--- THE EXERCISE ---
In the article on SpeechAnalyzer transcription below, duplicate word for word the part that opens with the words containing "Implementation notes on" and closes with "I actually hit.".

--- EXCERPT ---

— Begin —

◉ AI Models/2026-07-01Advanced

Long-Form On-Device Transcription with SpeechAnalyzer in Rork Max's Native Swift

Implementation notes on rebuilding long-form, offline transcription with iOS 26's SpeechAnalyzer and SpeechTranscriber after hitting the walls of SFSpeechRecognizer. Covers model asset downloads, feeding audio through an AsyncStream, drawing volatile vs. final results, and the boundary design for Rork Max native code and bridging from Expo — with the pitfalls I actually hit.

SpeechAnalyzer Rork Max¹⁹⁹ Speech Recognition² iOS⁹³ On-Device AI⁵

✦ Premium Article

While tinkering with a voice-journaling app as an indie developer, transcription of anything longer than a minute just wouldn't hold up. The SFSpeechRecognizer I was using at the time effectively cut off around the one-minute mark even with on-device recognition, so a long, rambling monologue would stop returning results partway through. Sending audio to a server wasn't a happy alternative either — for a journaling app, privacy weighs on you, and a weak signal means waiting. I couldn't compromise on any of the three: long-form, offline, and private. So the feature sat unfinished for a while.

iOS 26's SpeechAnalyzer solves all three head-on. It's a newly designed API that transcribes long-form audio entirely on device, without sending anything to the cloud. And because Rork Max now generates native Swift, this API is something you can realistically wire into a small indie app. Here is what I learned porting my journaling app over to it, step by step.

— End —

(Records pointing to named objects)

— Begin —

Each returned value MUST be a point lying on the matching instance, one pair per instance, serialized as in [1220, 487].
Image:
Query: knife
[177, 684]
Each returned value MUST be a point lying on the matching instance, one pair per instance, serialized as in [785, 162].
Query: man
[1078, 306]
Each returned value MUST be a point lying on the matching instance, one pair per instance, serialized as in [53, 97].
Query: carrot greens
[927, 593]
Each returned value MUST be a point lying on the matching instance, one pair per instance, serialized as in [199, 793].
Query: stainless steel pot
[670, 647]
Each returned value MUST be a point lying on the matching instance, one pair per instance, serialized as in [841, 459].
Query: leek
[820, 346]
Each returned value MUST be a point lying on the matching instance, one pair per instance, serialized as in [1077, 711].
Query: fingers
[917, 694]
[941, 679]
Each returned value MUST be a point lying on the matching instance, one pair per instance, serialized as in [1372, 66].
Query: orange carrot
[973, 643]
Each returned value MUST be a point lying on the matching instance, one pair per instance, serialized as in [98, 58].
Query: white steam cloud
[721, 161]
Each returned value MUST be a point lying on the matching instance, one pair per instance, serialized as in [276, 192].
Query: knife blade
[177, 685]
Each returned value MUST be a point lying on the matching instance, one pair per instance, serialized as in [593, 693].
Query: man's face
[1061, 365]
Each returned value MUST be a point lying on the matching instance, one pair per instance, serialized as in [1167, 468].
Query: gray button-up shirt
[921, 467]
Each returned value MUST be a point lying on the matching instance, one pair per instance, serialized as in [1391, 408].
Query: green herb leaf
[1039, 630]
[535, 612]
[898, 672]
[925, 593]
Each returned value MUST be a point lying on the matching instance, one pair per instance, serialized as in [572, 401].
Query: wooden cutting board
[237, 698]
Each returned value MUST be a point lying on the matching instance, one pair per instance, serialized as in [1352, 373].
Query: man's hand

— End —

--- ANSWER TO THIS EXERCISE ---
Implementation notes on rebuilding long-form, offline transcription with iOS 26's SpeechAnalyzer and SpeechTranscriber after hitting the walls of SFSpeechRecognizer. Covers model asset downloads, feeding audio through an AsyncStream, drawing volatile vs. final results, and the boundary design for Rork Max native code and bridging from Expo — with the pitfalls I actually hit.